THE TASK: Could you reproduce, unchanged, the lines of the material below, starting with the line that contains "Batch processing job — object class: fingers." and continuing through the last line of the material?

RECORDS TO PROCESS:
»»
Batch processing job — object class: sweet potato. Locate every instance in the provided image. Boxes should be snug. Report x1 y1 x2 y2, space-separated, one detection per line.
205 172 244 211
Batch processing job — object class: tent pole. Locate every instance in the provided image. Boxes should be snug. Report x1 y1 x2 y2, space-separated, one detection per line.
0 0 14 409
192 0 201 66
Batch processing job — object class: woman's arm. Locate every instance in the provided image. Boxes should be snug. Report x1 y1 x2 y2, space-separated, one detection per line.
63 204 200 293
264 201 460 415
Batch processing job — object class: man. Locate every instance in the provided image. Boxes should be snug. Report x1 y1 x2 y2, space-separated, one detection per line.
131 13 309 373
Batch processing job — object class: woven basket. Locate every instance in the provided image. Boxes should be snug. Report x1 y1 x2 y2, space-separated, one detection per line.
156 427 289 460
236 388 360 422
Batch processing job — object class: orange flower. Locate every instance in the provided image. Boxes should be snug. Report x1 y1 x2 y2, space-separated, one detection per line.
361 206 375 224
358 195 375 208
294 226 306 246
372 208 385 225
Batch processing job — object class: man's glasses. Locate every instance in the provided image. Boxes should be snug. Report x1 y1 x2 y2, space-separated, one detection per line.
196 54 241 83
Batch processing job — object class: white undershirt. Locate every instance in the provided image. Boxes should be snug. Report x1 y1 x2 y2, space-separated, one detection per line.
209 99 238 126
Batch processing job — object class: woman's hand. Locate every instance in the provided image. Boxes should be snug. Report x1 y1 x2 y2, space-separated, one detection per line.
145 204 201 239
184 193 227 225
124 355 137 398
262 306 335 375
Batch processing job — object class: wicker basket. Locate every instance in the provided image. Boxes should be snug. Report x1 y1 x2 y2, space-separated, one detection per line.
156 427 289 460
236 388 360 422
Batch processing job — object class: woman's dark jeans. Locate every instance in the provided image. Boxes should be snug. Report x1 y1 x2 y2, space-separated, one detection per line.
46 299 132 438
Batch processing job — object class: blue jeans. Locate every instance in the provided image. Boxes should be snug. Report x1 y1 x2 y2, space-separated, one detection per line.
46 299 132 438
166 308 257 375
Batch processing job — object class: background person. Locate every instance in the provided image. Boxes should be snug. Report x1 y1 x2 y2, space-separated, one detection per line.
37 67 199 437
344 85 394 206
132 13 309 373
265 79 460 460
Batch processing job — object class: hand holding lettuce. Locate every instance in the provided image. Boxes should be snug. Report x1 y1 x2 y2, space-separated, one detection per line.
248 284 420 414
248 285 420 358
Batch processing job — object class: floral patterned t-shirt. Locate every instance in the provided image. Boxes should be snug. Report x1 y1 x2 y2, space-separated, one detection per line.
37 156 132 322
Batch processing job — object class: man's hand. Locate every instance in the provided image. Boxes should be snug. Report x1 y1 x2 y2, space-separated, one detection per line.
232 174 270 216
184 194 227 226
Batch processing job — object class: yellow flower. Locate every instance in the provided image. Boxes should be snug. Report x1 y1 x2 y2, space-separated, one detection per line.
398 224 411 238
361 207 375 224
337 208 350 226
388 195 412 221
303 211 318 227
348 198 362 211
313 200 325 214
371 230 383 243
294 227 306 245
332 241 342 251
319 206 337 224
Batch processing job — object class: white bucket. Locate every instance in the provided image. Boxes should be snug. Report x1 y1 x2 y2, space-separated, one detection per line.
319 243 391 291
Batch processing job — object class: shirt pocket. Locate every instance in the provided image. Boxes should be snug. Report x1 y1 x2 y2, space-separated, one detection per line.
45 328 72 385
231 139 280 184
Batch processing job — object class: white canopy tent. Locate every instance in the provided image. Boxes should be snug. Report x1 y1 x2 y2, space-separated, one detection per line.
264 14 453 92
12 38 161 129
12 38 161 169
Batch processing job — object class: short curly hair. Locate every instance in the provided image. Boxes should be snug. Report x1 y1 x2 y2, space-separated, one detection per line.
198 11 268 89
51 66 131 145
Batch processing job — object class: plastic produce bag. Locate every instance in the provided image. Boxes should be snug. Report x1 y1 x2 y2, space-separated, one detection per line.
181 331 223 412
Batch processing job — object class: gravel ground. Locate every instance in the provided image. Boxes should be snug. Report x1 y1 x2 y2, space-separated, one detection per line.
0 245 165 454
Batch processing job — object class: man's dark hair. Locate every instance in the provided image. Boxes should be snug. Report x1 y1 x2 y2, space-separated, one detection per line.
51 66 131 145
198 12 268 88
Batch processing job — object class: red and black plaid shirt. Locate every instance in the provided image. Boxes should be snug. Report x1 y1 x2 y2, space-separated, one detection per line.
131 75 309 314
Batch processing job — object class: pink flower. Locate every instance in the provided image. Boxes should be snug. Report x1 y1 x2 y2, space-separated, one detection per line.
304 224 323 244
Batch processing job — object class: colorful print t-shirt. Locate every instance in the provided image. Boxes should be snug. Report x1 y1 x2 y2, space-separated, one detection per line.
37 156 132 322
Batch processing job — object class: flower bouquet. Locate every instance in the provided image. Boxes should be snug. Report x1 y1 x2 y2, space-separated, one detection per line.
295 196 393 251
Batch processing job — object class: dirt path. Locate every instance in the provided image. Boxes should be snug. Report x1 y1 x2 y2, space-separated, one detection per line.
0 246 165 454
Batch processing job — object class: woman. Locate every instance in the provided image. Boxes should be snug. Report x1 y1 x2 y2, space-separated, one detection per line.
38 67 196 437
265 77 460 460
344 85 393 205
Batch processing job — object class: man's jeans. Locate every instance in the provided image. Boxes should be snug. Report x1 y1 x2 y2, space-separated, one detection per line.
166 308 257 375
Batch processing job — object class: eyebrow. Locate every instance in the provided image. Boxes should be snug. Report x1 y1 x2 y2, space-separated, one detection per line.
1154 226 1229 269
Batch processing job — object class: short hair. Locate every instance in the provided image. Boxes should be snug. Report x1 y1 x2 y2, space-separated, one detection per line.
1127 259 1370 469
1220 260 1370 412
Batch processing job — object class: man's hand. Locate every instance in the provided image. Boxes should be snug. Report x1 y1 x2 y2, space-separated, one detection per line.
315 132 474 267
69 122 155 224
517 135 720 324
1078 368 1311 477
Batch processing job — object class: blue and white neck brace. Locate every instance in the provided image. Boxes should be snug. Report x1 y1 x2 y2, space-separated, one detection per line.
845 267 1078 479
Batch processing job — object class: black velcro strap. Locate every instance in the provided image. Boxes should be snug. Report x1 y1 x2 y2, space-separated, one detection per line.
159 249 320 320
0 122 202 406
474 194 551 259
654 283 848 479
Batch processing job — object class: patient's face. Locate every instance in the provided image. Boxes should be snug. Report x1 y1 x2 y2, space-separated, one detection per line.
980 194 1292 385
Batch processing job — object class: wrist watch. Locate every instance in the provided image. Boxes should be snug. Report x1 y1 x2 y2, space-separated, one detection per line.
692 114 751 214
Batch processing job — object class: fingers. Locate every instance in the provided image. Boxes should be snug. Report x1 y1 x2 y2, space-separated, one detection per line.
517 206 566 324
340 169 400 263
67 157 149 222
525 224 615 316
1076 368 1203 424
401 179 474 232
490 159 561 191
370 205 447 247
««
COMPLETED EXERCISE:
Batch processing job — object class: fingers. Locate every instance in the provided image. Boxes should be snug. Report x1 y1 x2 y2, space-separated, one detection per line.
517 206 566 324
340 169 400 263
67 157 149 222
525 224 615 316
1076 368 1203 424
401 179 474 232
490 159 561 191
370 205 447 247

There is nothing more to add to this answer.